- VORLIEGENDER TEXT -
|---|
Versicherungsrecht

Anspruch auf Leistung aus der Haftpflichtversicherung für den Fall eines Forderungsausfalls

Aktenzeichen  22 O 133/18

Datum:
21.9.2018
Rechtsgebiet:
Fundstelle:
BeckRS – 2018, 57735
Gerichtsart:
LG
Gerichtsort:
Coburg
Rechtsweg:
Ordentliche Gerichtsbarkeit
Normen:
BGB § 273, § 280 Abs. 1, Abs. 2, § 286, § 288, §§ 305 ff., § 305c Abs. 2
VVG § 1 S. 1
ZPO § 79 Abs. 2 S. 2 Nr. 4, § 138 Abs. 3, § 331 Abs. 2, §§ 688 ff., § 802c Abs. 3

 

Leitsatz

In der der Haftpflichtversicherung gilt das so genannte Trennungsprinzip. Danach ist das Haftpflichtverhältnis, das zwischen dem geschädigten Dritten und dem haftpflichtigen Versicherungsnehmer besteht, von dem Deckungsverhältnis zwischen Versicherungsnehmer und Haftpflichtversicherer zu trennen. Grundsätzlich ist im Haftpflichtprozess zu entscheiden, ob und in welcher Höhe der Versicherungsnehmer dem Dritten gegenüber haftet; ob der Versicherer dafür eintrittspflichtig ist, wird im Deckungsprozess geklärt. Notwendige Ergänzung des Trennungsprinzips ist die Bindungswirkung des rechtskräftigen Haftpflichturteils für den nachfolgenden Deckungsrechtsstreit.  (Rn. 51) (redaktioneller Leitsatz)

Tenor

1. Die Beklagte wird verurteilt, an den Kläger 26.355,64 EUR nebst Zinsen hieraus in Höhe von 5 Prozentpunkten über dem Basiszinssatz seit 06.02.2018 Zug-um-Zug gegen Abtretung des Anspruchs gegen … aus dem schädigenden Ereignis vom 04.10.2015 in Höhe von 26.355,64 EUR und gegen Herausgabe der vollstreckbaren Ausfertigung des Versäumnisurteils vom 12.09.2016 (AZ.: (84) 1 O 361/16) zu zahlen.
2. Im Übrigen wird die Klage abgewiesen.
3. Die Beklagte hat die Kosten des Rechtsstreits zu tragen.
4. Das Urteil ist für den Kläger gegen Sicherheitsleistung in Höhe von 110 % des jeweils zu vollstreckenden Betrags vorläufig vollstreckbar.
Beschluss
Der Streitwert wird auf 26.605,64 € festgesetzt.

Gründe

Die zulässige Klage ist im tenorierten Umfang begründet. Im Übrigen war die Klage als unbegründet abzuweisen.
A. Hauptentscheidung
I. Hauptforderung
Dem Kläger steht aus der Forderungsausfallversicherung bei der Beklagten gemäß § 1 Satz 1 VVG ein Zahlungsanspruch in Höhe von 26.355,64 EUR Zug-um-Zug gegen Abtretung des Anspruchs gegen den ursprünglichen Schuldner sowie Aushändigung der vollstreckbaren Ausfertigung des Versäumnisurteils vom 12.09.2016 zu.
|---|
(Einträge zur Segmentierungsannotation)

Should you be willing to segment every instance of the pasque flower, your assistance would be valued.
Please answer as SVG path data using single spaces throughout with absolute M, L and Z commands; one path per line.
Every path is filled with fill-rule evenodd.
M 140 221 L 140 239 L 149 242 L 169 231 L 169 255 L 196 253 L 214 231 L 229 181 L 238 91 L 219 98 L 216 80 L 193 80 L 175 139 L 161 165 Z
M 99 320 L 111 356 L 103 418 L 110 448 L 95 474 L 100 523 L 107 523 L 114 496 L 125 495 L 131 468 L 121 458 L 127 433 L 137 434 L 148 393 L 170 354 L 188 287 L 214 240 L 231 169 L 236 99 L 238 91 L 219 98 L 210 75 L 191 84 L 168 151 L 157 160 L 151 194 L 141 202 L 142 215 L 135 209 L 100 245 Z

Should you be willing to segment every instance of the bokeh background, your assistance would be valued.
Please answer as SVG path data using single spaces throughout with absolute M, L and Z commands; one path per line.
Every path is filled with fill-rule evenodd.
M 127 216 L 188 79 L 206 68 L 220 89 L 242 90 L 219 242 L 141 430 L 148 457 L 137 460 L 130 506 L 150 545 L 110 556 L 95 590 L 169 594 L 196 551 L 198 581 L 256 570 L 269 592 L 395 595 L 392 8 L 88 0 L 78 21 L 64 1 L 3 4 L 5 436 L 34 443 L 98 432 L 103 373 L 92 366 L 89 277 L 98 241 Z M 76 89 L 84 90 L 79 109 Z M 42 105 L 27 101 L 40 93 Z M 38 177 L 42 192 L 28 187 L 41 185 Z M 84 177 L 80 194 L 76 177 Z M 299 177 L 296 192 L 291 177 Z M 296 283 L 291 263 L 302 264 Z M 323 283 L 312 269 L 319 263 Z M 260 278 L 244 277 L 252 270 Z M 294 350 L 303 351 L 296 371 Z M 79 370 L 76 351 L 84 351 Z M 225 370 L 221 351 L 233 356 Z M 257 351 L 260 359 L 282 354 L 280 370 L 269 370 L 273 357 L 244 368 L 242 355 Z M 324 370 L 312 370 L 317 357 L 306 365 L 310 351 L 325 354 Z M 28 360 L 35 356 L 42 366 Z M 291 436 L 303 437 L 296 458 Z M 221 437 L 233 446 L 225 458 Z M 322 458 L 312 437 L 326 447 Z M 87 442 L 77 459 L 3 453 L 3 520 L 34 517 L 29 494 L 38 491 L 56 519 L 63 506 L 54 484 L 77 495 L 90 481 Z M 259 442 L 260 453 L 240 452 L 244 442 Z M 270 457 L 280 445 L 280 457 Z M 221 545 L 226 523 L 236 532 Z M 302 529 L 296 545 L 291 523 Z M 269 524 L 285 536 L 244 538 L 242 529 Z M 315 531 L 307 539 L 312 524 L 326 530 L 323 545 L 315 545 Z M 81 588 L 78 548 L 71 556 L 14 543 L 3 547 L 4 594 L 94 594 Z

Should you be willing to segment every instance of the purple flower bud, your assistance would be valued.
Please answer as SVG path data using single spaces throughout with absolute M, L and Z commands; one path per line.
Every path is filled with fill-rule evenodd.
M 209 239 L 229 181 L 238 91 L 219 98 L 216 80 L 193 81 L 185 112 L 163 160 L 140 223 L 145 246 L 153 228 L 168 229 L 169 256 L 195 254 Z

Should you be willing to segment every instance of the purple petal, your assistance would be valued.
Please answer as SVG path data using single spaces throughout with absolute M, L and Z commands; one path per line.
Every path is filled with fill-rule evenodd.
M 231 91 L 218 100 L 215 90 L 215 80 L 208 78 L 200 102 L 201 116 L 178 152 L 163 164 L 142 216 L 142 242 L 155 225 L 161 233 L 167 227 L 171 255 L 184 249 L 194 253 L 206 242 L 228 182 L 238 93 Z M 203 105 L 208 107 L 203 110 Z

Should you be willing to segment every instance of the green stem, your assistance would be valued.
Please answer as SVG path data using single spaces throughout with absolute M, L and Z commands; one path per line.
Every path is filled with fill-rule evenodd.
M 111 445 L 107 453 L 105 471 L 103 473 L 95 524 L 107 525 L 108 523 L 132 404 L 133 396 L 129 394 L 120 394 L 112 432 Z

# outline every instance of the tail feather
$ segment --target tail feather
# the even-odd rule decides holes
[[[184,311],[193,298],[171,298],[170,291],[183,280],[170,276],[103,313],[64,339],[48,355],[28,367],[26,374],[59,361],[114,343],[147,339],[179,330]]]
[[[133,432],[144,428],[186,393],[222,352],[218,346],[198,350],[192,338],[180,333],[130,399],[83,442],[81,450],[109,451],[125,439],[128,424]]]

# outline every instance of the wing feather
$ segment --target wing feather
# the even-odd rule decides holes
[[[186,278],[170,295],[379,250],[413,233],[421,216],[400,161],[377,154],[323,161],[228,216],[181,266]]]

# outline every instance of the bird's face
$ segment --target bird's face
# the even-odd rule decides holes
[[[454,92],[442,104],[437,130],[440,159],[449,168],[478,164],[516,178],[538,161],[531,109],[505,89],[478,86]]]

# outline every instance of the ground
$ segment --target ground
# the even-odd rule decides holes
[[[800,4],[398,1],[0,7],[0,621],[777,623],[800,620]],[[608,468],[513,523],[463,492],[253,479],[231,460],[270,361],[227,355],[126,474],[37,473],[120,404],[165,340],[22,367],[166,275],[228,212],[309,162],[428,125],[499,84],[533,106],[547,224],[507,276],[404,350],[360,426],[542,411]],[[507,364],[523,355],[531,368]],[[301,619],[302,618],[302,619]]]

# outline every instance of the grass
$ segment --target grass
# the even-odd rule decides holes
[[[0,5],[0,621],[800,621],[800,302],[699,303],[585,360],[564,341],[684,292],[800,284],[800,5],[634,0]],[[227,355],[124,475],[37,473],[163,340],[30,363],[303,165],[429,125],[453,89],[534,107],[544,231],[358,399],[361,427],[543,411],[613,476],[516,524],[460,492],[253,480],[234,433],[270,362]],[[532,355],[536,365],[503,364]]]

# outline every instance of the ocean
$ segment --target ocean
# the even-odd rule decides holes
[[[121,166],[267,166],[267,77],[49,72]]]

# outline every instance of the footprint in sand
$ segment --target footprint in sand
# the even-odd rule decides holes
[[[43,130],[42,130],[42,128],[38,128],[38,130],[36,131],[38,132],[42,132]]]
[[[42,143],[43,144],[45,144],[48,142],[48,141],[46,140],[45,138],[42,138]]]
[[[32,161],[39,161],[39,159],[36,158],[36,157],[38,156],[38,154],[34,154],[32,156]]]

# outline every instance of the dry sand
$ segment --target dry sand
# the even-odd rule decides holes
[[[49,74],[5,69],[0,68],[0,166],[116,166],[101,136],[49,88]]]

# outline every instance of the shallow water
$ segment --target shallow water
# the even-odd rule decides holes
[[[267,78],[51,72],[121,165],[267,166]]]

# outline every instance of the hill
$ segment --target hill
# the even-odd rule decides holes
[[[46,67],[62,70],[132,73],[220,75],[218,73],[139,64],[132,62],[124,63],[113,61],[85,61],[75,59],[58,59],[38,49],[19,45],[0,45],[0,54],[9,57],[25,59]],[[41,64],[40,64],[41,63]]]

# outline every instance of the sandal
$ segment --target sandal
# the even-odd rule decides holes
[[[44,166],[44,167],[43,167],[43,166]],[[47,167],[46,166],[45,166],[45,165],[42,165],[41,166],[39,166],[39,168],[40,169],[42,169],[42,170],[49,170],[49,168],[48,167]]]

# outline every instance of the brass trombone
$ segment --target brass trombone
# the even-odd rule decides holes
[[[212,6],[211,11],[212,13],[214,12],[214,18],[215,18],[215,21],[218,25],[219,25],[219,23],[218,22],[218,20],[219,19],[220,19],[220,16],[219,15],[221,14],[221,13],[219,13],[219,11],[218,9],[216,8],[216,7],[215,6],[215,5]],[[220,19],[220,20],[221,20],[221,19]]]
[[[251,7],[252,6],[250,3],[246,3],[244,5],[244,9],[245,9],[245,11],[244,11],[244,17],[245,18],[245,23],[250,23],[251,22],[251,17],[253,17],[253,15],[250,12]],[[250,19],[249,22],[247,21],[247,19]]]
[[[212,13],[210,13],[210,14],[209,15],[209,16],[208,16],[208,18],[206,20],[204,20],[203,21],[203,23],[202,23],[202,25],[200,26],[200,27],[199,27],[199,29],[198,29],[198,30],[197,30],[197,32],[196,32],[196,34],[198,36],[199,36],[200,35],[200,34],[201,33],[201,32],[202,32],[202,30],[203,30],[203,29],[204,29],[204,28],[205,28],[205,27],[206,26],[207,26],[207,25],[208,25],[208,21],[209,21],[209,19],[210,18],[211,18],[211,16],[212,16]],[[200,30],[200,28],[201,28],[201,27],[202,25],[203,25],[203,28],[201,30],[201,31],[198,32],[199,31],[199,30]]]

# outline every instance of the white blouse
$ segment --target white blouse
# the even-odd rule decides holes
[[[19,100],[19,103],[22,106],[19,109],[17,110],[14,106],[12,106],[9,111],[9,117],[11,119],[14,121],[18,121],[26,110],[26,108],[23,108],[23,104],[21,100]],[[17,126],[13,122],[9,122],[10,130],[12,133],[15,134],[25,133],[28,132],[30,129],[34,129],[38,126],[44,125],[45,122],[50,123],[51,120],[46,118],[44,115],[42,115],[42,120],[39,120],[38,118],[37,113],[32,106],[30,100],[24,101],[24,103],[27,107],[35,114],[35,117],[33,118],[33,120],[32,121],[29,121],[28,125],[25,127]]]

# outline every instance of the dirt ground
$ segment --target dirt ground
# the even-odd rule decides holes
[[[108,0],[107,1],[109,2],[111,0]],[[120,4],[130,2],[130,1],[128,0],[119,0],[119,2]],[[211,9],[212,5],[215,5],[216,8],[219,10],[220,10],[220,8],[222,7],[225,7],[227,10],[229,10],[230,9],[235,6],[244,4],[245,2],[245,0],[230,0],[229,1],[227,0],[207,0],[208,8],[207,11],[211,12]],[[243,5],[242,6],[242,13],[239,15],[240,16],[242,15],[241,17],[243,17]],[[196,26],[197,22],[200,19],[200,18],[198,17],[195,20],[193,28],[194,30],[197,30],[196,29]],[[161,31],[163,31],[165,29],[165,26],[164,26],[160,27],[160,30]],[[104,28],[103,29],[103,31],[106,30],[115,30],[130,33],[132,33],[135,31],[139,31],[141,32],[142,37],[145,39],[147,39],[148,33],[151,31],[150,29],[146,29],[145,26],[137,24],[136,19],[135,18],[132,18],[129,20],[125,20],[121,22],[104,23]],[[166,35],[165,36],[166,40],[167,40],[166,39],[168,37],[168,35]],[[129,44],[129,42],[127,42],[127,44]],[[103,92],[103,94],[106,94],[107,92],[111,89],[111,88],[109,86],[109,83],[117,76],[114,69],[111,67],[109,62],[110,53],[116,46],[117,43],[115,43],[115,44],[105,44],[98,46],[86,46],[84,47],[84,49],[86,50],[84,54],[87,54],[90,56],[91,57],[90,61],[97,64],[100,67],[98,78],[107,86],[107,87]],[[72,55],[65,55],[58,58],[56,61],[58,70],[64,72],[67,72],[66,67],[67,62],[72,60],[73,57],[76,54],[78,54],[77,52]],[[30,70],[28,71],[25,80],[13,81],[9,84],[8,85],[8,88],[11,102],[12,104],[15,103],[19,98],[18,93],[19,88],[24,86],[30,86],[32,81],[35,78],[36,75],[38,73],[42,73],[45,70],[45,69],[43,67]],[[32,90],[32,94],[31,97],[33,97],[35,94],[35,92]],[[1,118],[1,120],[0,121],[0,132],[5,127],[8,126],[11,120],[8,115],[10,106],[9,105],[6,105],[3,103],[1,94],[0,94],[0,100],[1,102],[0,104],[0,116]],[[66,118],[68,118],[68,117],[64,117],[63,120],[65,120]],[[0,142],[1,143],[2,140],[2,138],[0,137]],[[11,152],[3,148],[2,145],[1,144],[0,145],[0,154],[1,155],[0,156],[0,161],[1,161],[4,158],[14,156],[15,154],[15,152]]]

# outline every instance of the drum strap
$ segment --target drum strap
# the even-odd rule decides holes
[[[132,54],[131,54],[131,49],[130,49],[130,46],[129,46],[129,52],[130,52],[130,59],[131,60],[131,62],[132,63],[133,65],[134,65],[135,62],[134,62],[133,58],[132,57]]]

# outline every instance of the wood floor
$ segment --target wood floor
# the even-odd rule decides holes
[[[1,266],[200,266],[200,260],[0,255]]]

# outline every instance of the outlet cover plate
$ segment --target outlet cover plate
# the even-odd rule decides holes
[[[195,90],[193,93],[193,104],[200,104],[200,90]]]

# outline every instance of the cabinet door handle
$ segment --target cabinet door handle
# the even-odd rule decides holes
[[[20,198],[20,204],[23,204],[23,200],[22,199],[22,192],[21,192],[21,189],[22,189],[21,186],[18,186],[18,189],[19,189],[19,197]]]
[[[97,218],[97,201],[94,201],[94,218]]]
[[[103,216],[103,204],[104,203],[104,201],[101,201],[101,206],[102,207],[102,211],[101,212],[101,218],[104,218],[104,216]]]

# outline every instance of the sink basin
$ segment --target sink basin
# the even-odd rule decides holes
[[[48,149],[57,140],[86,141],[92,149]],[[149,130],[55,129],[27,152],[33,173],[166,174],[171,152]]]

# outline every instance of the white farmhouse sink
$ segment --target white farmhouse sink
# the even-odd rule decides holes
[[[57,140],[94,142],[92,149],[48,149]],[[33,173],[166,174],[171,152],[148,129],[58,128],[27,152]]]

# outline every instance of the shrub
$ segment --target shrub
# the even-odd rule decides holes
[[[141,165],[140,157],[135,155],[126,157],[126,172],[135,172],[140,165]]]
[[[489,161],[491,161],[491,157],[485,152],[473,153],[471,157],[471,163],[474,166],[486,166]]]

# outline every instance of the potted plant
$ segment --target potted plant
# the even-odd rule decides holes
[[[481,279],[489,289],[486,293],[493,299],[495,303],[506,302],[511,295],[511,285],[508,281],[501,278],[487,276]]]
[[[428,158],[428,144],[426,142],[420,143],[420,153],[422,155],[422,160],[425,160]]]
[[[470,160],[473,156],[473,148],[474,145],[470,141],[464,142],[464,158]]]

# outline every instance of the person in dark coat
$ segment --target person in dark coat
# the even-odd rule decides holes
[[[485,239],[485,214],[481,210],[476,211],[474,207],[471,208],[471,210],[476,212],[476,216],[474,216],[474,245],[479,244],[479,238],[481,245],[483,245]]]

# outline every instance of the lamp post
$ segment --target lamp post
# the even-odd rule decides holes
|---|
- GESTELLTE AUFGABE A -
Tippen Sie aus dem Urteil zur Forderungsausfallversicherung alles von „3. Die Beklagte“ bis hinunter zu „26.605,64 € festgesetzt.“ buchstabengetreu ab.
- GESTELLTE AUFGABE B -
Auf welchen Betrag setzt der Beschluss im Urteil zur Forderungsausfallversicherung den Streitwert fest?
- GESTELLTE AUFGABE C -
Schreiben Sie das Urteil zur Forderungsausfallversicherung im Anschluss an seinen letzten Satz weiter.

- ANTWORT A -
3. Die Beklagte hat die Kosten des Rechtsstreits zu tragen.
4. Das Urteil ist für den Kläger gegen Sicherheitsleistung in Höhe von 110 % des jeweils zu vollstreckenden Betrags vorläufig vollstreckbar.
Beschluss
Der Streitwert wird auf 26.605,64 € festgesetzt.

- ANTWORT B -
Auf 26.605,64 €.

- ANTWORT C -
1. Versicherungsschutzbereich
Der Schutzbereich ist entgegen der Ansicht der Beklagten eröffnet. Im Rahmen des besonderen Falls des Forderungsausfalls sind die Versicherungsbedingungen so auszulegen, dass der Versicherungsnehmer so zu stellen ist, als sei sein Schädiger und Schuldner selbst Versicherungsnehmer (OLG Karlsruhe VersR 2016, 1556). Danach kommt es darauf an, ob dessen Handeln unter den Schutzbereich der Versicherung fällt. Vorliegend hat der ursprüngliche Schuldner das Wohnmobil des Klägers durch unsachgemäßes Hantieren mit einer Gasflasche in Brand gesetzt. Somit geht es gerade nicht um spezifische Gefahren aus dem Bereich von Wohnungen im Sinne der Versicherungsbedingungen 1.3 RBH, sondern um eine Tätigkeit des Anspruchsgegners (Hantieren mit einer Gasflasche), die als allgemeine Gefahr des täglichen Lebens von den Bedingungen erfasst ist.
Darüber hinaus ist das umgebaute Wohnmobil des Klägers auch als Wochenendhaus im Sinne der Ziffer 1.3.c RBH anzusehen und damit auch hiernach von dem Schutzbereich umfasst. Wie dem insoweit unstreitigen Klägervortrag sowie den in der beigezogenen Akte 1 O 361/16 des Landgerichts Meiningen enthaltenen Lichtbildern entnommen werden konnte, wurden die Räder des Wohnmobils abmontiert und dieses wurde mit feststehenden Anbauten verbunden, so dass es den mobilen Charakter vollends verloren hatte und nur noch ortsgebunden als Wochenendhaus genutzt wurde.
2. Voraussetzungen nach XXVII.3 RBH
Die Voraussetzungen für die Zahlung der Versicherungsleistung sind nach der Ziffer XXVII.3 der Allgemeinen Versicherungsbedingungen RHB gegeben.
a) Rechtskräftiges Urteil nach streitigem Urteil oder Vergleich
Nach der Ziffer XXVII.3.a) der Allgemeinen Versicherungsbedingungen der Beklagten liegt ein Versicherungsfall vor, wenn „der Schadenersatzpflichtige zahlungs-/leistungsunfähig ist“.
Hierfür wird in den Versicherungsbedingungen zunächst „ein rechtskräftiges Urteil (Titel) nach einem streitigen Verfahren oder ein Vergleich vor einem ordentlichen Gericht in der Bundesrepublik Deutschland“ verlangt.
Diese Voraussetzung für eine Leistung der Beklagten ist mit der Erwirkung eines Versäumnisurteils gegen den Schädiger erfüllt.
Bei der Auslegung der Allgemeinen Versicherungsbedingungen, die Allgemeine Geschäftsbedingungen im Sinne der §§ 305 ff. BGB darstellen, ist auf das laienhafte Verständnis des Versicherungsnehmers als objektiver Empfängerhorizont abzustellen.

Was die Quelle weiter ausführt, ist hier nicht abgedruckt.